[SET PROBLEM]: Rewrite the stretch from the line containing "wooden bath tray." through the end of the material, replacing "dark floor" with "tiled floor" and leaving everything else unchanged.

[GIVEN DATA]:
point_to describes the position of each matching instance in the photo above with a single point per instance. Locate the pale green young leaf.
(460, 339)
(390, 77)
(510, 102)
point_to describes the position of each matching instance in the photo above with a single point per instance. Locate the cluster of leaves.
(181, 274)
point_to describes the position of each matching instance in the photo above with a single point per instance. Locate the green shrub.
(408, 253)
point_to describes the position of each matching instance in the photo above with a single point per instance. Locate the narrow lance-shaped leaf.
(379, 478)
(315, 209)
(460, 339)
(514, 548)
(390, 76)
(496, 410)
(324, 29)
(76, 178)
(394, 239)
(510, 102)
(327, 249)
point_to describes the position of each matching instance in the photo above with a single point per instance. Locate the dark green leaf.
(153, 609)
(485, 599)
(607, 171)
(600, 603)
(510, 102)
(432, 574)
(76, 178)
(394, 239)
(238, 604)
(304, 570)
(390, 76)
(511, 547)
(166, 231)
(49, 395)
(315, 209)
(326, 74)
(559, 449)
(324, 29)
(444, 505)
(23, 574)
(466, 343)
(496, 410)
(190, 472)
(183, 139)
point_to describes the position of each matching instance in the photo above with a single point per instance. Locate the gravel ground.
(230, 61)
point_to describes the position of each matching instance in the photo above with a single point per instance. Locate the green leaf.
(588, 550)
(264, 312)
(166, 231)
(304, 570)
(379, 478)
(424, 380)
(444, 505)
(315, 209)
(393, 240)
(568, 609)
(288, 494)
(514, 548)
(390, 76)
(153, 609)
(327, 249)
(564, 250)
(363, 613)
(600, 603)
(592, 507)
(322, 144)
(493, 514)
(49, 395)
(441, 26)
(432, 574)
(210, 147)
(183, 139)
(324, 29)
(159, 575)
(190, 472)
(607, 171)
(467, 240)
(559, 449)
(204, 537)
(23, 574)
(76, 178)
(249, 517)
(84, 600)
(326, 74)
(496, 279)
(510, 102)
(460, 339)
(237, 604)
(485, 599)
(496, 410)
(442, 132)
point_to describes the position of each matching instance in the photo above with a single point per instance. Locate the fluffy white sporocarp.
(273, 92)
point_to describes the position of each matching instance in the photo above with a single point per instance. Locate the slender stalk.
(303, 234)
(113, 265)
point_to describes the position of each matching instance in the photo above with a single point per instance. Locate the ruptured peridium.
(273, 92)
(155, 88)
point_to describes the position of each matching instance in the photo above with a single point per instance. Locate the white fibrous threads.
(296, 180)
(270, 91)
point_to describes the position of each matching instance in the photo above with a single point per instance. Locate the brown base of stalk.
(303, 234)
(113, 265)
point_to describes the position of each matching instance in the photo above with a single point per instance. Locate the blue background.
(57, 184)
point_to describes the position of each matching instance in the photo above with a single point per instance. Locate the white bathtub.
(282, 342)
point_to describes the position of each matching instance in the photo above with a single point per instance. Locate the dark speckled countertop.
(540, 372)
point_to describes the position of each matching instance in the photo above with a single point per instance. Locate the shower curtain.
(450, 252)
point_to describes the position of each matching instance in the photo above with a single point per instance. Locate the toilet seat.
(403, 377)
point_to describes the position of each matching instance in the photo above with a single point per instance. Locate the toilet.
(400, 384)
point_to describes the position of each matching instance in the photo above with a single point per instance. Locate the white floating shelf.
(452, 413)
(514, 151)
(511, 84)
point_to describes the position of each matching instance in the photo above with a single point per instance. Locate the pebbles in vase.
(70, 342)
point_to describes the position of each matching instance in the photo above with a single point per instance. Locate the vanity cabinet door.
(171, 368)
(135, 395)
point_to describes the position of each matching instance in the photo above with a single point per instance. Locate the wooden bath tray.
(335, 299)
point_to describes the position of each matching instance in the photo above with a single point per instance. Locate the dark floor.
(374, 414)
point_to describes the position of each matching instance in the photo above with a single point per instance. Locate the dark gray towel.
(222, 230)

[TASK RESPONSE]:
point_to describes the position of each matching instance in the photo above with a single point per instance. Locate the wooden bath tray.
(335, 299)
point_to describes the position of each matching instance in the photo above with a single point per instance. Locate the tiled floor.
(374, 414)
point_to describes the position of each matching instance in the photo above with a single point per instance. Locate the dark gray towel.
(222, 230)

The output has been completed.